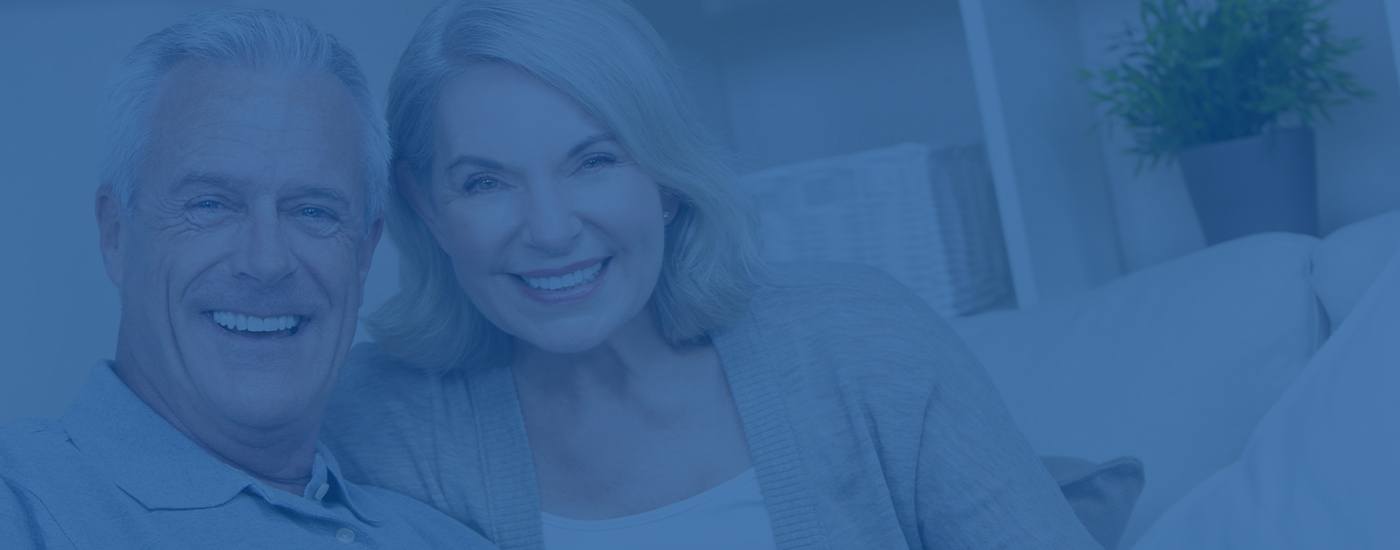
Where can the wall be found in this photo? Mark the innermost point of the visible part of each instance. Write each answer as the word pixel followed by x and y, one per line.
pixel 808 80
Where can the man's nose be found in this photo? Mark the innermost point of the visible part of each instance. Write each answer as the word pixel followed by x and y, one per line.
pixel 263 252
pixel 552 223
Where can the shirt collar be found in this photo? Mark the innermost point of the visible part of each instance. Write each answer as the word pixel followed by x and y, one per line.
pixel 160 466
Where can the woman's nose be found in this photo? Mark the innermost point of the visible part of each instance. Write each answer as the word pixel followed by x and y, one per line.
pixel 552 224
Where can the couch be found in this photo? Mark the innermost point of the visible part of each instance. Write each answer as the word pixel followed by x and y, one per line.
pixel 1176 364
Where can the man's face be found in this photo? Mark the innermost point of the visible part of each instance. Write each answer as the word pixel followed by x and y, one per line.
pixel 242 263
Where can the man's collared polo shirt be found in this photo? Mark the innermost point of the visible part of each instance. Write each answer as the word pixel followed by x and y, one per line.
pixel 115 475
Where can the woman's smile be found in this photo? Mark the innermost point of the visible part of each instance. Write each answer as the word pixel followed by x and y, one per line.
pixel 563 286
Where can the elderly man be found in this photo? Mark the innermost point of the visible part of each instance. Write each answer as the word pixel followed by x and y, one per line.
pixel 238 213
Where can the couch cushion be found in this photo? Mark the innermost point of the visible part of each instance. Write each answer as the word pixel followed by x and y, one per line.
pixel 1102 494
pixel 1172 365
pixel 1319 472
pixel 1350 259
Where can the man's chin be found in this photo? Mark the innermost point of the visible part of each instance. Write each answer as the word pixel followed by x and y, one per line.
pixel 261 398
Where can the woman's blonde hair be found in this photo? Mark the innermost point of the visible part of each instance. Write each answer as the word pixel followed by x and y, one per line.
pixel 605 56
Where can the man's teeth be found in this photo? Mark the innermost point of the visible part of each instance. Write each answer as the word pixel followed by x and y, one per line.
pixel 255 323
pixel 566 280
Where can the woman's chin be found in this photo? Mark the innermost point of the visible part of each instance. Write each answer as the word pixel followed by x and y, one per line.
pixel 564 340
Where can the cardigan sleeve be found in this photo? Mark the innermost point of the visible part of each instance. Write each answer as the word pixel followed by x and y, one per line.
pixel 25 521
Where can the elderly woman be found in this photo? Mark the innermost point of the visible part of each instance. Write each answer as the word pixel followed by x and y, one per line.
pixel 587 353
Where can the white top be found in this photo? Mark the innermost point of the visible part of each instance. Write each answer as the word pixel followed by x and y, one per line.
pixel 730 515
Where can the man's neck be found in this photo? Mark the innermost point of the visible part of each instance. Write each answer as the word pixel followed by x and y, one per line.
pixel 280 458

■ **Task statement**
Except for the pictures, return every line of the material exactly.

■ **Task solution**
Where can the wall be found in this photo? Mark the innermost point of the visible part of each instance. Write each answer as the word pixel followed by x and y, one per line.
pixel 808 80
Where can the man's nose be found in this photo? Mark the innermost point of the visible part of each instance. Write each answer as the word pixel followed by x and y, one per line.
pixel 263 252
pixel 552 223
Where can the shirt collar be found in this photo? Mark the innermost point of the visible part of each instance. Write each answer as the word pixel followed by x and y, one per line.
pixel 160 466
Where can the woman's nose be found in this photo? Mark the innermost point of the visible part of each instance. Write each answer as the word pixel followed by x and y, one per line.
pixel 552 224
Where can the couch be found in this photo? Mark the innermost point of the visible part of each instance. Write each answer as the word pixel followed by x and y, one per line.
pixel 1176 364
Where can the man's face be found in this photo? Mark the innermost point of the visible part of each instance. Write each answer as the word pixel followed by x and y, one per line.
pixel 242 263
Where can the man's collared polo shirt be found in this photo? Mark the innermost point of the visible part of each instance. Write each answer as the word pixel followed by x and y, one per line.
pixel 115 475
Where can the woman's smile be found in this photo? Mark the innermost point of the visible part of each instance. Write each answer as the word pixel followed by x and y, one per line.
pixel 563 286
Where can the elderly man be found in this photo? Mark the innermost point of the visible part of each instance. Write each answer as the word pixel followed by x and y, one per line.
pixel 238 213
Where can the couch cushion be found in this photo? Mark the innermost point of the visible part of each instance. Write each answer as the word pixel followed by x and y, one per line.
pixel 1102 494
pixel 1172 365
pixel 1319 472
pixel 1350 259
Where can the man's chin be found in this photo? Mark the innermost point of the visible part of each instance. Write each answer as the word pixel followed by x and y, one per line.
pixel 261 398
Where can the woman's blonde hair be found in this photo? Mark the innermost point of the visible part of each instance. Write each answer as the word pixel followed by x and y, one per line.
pixel 605 56
Where can the man's teeth be found in this photo? Mark the innermost point of the visible part of each instance. Write each answer as the word pixel followed by x and y, one per line.
pixel 255 323
pixel 566 280
Where can the woman's chin be found in this photo? Mark the innermost point of the visible part of each instance. Write each answer as the word pixel followed by x and y, one per line.
pixel 564 340
Where can the cardigan sleeve be found in this photo? Mark the innermost point of the visible part of each instance. Write each answer as the word pixel followed by x and y, one per line.
pixel 25 521
Where can the elderly woman be found in this photo? Mark the innermost point of the visible part of each instance. Write each answer as the word pixel followed by x and y, one per line.
pixel 587 353
Where can the white top be found in this photo? Mark the innermost point of the visible part of each instance. Write each answer as the word pixel followed by x and y, one per line.
pixel 730 515
Where can the man's neck be found in this photo? Mark the innermost point of the visible part of each instance. Write each answer as the word pixel followed by x and y, one per line.
pixel 280 458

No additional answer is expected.